About this exercise - Every line from the one containing "positive clicks: (0, 91) (0, 90)" to the end of the records below should be returned exactly; pictures are to be dropped.

Data supplied -
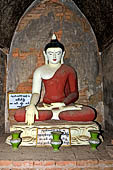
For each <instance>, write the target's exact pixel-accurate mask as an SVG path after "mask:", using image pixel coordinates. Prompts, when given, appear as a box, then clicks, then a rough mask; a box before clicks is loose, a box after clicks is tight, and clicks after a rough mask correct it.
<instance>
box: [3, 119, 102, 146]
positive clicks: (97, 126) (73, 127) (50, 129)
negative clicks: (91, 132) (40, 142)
mask: <svg viewBox="0 0 113 170" xmlns="http://www.w3.org/2000/svg"><path fill="white" fill-rule="evenodd" d="M39 129H46V130H48V131H50V130H56V129H57V130H59V131H62V130H63V129H69V131H68V132H69V134H68V136H69V140H70V142H69V145H89V138H90V133H89V132H88V130H91V129H93V130H99V126H98V124H97V123H96V122H93V121H89V122H73V121H62V120H48V121H43V122H41V121H40V122H36V123H35V124H34V125H31V126H28V125H26V124H25V123H17V124H15V125H12V126H11V127H10V132H12V131H15V130H21V131H22V133H21V138H22V143H21V146H36V145H37V146H39V143H38V137H39V136H38V130H39ZM41 133H42V132H41ZM40 135H42V134H40ZM42 136H44V135H42ZM10 139H11V136H9V137H8V138H7V139H6V143H8V144H10ZM45 140H46V139H45ZM44 145H46V144H44V143H43V146H44Z"/></svg>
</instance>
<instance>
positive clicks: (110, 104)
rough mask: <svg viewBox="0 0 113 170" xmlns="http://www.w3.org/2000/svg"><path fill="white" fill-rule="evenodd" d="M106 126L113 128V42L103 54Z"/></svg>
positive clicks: (108, 127)
mask: <svg viewBox="0 0 113 170" xmlns="http://www.w3.org/2000/svg"><path fill="white" fill-rule="evenodd" d="M102 59H103V60H102V61H103V62H102V66H103V84H104V87H103V94H104V110H105V115H104V116H105V127H106V129H107V130H111V129H112V128H113V43H112V44H111V45H110V46H109V47H108V48H107V49H105V50H104V52H103V54H102Z"/></svg>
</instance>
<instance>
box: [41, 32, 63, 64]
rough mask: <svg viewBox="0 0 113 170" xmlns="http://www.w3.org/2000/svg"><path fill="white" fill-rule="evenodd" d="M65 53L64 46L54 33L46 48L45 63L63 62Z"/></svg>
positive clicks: (59, 62)
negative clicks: (64, 54) (57, 39)
mask: <svg viewBox="0 0 113 170" xmlns="http://www.w3.org/2000/svg"><path fill="white" fill-rule="evenodd" d="M64 54H65V50H64V46H63V44H61V43H60V42H59V41H58V40H57V38H56V35H55V34H53V36H52V39H51V41H50V43H48V44H47V45H46V46H45V49H44V56H45V62H46V63H45V64H48V63H52V64H58V63H61V64H63V57H64Z"/></svg>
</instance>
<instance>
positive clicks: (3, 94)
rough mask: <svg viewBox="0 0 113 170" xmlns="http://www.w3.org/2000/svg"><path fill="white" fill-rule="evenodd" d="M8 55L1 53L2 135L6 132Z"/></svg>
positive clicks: (0, 91) (0, 90)
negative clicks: (5, 97)
mask: <svg viewBox="0 0 113 170" xmlns="http://www.w3.org/2000/svg"><path fill="white" fill-rule="evenodd" d="M5 78H6V55H5V54H4V53H3V52H2V51H0V135H2V134H3V133H4V132H5V86H6V84H5V83H6V81H5Z"/></svg>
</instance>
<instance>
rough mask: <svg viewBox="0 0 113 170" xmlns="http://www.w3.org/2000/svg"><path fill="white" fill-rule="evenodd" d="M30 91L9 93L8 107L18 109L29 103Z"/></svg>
mask: <svg viewBox="0 0 113 170" xmlns="http://www.w3.org/2000/svg"><path fill="white" fill-rule="evenodd" d="M31 95H32V94H31V93H9V94H8V108H9V109H18V108H21V107H24V106H27V105H29V104H30V99H31Z"/></svg>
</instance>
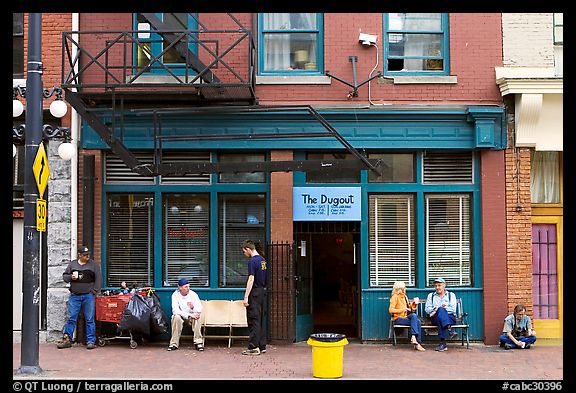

Your solution -
positive clicks: (0, 91) (0, 90)
negative clicks: (5, 97)
mask: <svg viewBox="0 0 113 170" xmlns="http://www.w3.org/2000/svg"><path fill="white" fill-rule="evenodd" d="M5 78H6V55H5V54H4V53H3V52H2V51H0V135H2V134H3V133H4V132H5V86H6V84H5V83H6V81H5Z"/></svg>
</instance>
<instance>
rough mask: <svg viewBox="0 0 113 170" xmlns="http://www.w3.org/2000/svg"><path fill="white" fill-rule="evenodd" d="M30 91L9 93L8 107L18 109L29 103Z"/></svg>
mask: <svg viewBox="0 0 113 170" xmlns="http://www.w3.org/2000/svg"><path fill="white" fill-rule="evenodd" d="M31 95H32V94H31V93H9V94H8V108H9V109H18V108H21V107H24V106H27V105H29V104H30V99H31Z"/></svg>
</instance>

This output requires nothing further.